Publiciteit naar je hand zetten door journalisten met onwelgevallige meningen te oormerken. Weinig organisaties laten zich erop betrappen. Een uitzondering in Nederland speelt een vooraanstaande rol in het coronabeleid. Ik heb het over het RIVM, het instituut dat het kabinet de theoretische onderbouwing voor de lockdown verschaft.
Het zijn spannende tijden voor het RIVM. Hoe vaak moet zo’n gerenommeerd onderzoeksinstituut voor het hekje verschijnen? De opheffing van de lockdown is inzet van een juridisch offensief van Viruswaanzin.nl. Volgens de actiegroep is er geen rationeel motief voor handhaving van de lockdown, omdat de gevaren van corona niet groter zijn dan die van influenza. Een kort geding tegen de Nederlandse staat staat voor 25 juni op de rol. Als het aan Viruswaanzin.nl ligt, moet ook het RIVM zich voor de rechter verantwoorden.
Het juridisch offensief gaat gepaard met stevige taal van Viruswaanzin.nl. ‘Het RIVM speelt een merkwaardige rol. De afgelopen maanden hebben een groot aantal wetenschappers geklaagd over het gebrek aan openheid. Wij vermoeden dat het RIVM onderzoeksresultaten heeft vervalst en Van Dissel (directeur van het Centrum Infectieziektebestrijding – red.) de Tweede Kamer mogelijk onjuist voorlichtte.’
RIVM: ‘Willen we hier iets mee?’
Interessant materiaal voor een artikel. Maar dat vraagt natuurlijk om hoor en wederhoor. Ik zoek contact per e-mail en wat ik van het RIVM terugkrijg, stemt me tot nadenken. De reactie zelf laat zich samenvatten met: ‘In de coronacrisis hebben we optimale openheid betracht.’ Maar dan de interne e-mail die er onder hangt. ‘Aloha. Willen we hier iets mee? Hanff is een gekende tegenstander van het coronabeleid’, aldus woordvoerder A aan woordvoerder B.

▶ _Gegevensfragmenten_:
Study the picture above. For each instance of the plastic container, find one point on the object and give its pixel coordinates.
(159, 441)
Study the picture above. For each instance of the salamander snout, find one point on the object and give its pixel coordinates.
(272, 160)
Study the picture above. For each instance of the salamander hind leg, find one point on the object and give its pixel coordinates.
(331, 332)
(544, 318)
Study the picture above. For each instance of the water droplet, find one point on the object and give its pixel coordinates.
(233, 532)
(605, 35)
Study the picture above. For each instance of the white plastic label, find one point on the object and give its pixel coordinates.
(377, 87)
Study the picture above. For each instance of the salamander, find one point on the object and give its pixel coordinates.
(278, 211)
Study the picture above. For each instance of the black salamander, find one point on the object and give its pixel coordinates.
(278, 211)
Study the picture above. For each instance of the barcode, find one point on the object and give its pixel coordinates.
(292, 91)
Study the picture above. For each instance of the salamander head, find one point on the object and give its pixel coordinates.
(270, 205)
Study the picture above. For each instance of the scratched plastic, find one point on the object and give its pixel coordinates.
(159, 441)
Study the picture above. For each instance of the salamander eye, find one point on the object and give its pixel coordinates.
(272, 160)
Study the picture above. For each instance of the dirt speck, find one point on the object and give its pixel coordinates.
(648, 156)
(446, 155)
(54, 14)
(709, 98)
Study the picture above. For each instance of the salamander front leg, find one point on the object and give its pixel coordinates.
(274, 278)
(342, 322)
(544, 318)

==

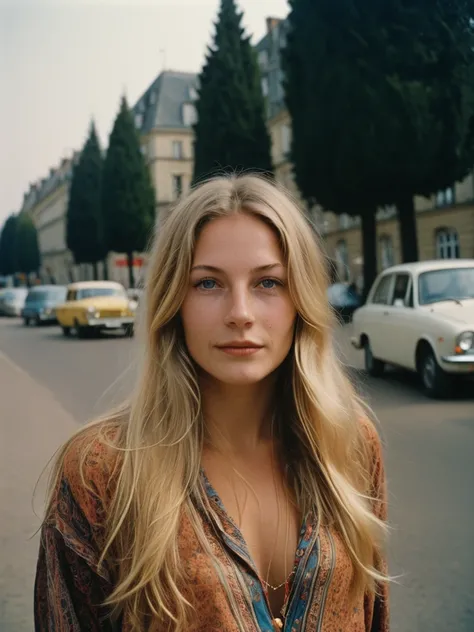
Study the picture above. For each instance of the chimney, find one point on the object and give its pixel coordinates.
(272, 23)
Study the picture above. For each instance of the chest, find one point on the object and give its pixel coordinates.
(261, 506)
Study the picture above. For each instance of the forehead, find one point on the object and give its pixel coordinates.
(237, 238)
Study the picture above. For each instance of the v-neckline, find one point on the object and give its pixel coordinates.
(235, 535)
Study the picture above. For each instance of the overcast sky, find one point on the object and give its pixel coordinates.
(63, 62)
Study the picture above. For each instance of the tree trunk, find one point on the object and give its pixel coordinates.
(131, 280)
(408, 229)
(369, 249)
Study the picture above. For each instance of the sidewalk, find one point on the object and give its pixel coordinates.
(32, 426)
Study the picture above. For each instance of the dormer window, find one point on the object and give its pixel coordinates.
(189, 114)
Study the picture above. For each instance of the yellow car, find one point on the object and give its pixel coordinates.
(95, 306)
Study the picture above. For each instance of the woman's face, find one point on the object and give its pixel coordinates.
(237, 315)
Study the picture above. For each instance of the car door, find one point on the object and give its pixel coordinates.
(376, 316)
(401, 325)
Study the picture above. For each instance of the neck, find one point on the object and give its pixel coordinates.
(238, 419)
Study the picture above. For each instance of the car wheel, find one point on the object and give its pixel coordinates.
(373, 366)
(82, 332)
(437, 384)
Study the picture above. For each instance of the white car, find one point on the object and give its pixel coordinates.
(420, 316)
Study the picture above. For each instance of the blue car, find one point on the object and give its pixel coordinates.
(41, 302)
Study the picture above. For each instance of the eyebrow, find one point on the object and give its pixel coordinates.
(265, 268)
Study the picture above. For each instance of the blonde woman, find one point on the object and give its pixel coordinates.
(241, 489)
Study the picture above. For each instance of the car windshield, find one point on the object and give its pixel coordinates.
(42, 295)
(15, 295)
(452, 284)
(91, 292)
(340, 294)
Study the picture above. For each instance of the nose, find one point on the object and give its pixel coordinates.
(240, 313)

▶ _Opdracht_: Zet de tekst over het RIVM en journalisten voort, te beginnen na de laatste zin.

▶ _Antwoord_:
Ik begin te vrezen dat het RIVM onderscheid maakt tussen kritische journalisten en journalisten die opschrijven wat het RIVM voor ze in gedachten heeft. Vandaar mijn drie vervolgvragen: ‘Houdt het RIVM een lijst bij van 'gekende tegenstanders' van het coronabeleid? Zo ja, op basis waarvan? Wat maakt de mening van een journalist uit voor het antwoord van het RIVM?’
Interne mail RIVM doorgestuurd
Niets aan de hand, zegt woordvoerder B: ‘de mening van een journalist maakt niet uit voor het antwoord’, ‘we houden geen lijst bij van ‘gekende tegenstanders’’ en ‘we beantwoorden vragen op basis van feiten’. Waarom dan die waarschuwing van woordvoerder A voor deze kritische journalist? Woordvoerder B lijkt zich niet te realiseren dat hij de interne e-mail van zijn collega heeft doorgestuurd. Daar moet ik hem eerst op attenderen.
Dat helpt, woordvoerder B komt met uitleg. Zijn collega heeft op mijn Twitteraccount gezien dat ik ‘op zijn minst’ geen voorstander ben van de genomen maatregelen. ‘We krijgen ook veel vragen van tegenstanders van het beleid die zich journalist noemen, maar dat niet zijn. Dit leidt dan soms toch tot erg ongemakkelijke gesprekken waarin ook bedreigingen worden geuit. Zo’n opmerking is dan vooral bedoeld om hierop voorbereid te zijn.’
Wetenschappelijke integriteit RIVM
Zien de persvoorlichters van het RIVM werkelijk niet het verschil tussen een journalist en iemand die zich er voor uit geeft? Ik stuurde mijn vragen via een account van uitgeverij Vakmedianet, maakte mezelf bekend als senior redacteur van Vastgoedmarkt en op mijn Twitteraccount link ik naar mijn eigen artikelen. Woordvoerder B nog een keer: ‘Ik heb zelf meegemaakt dat ik ben uitgescholden en bedreigd. Dat maakt ons misschien wat wantrouwig. In dit geval zeker onterecht. Sorry daarvoor.’
Na een dag e-mailen met de voorlichter van het RIVM geef ik de hoop op dat ik verder met hem ga komen. Een belangrijke vraag blijft staan. Een organisatie die al onder vuur ligt wegens gebrek aan transparantie, krijgt het niet voor elkaar om met open vizier te reageren op vragen van de pers. Hoe zit het dan met de wetenschappelijke integriteit?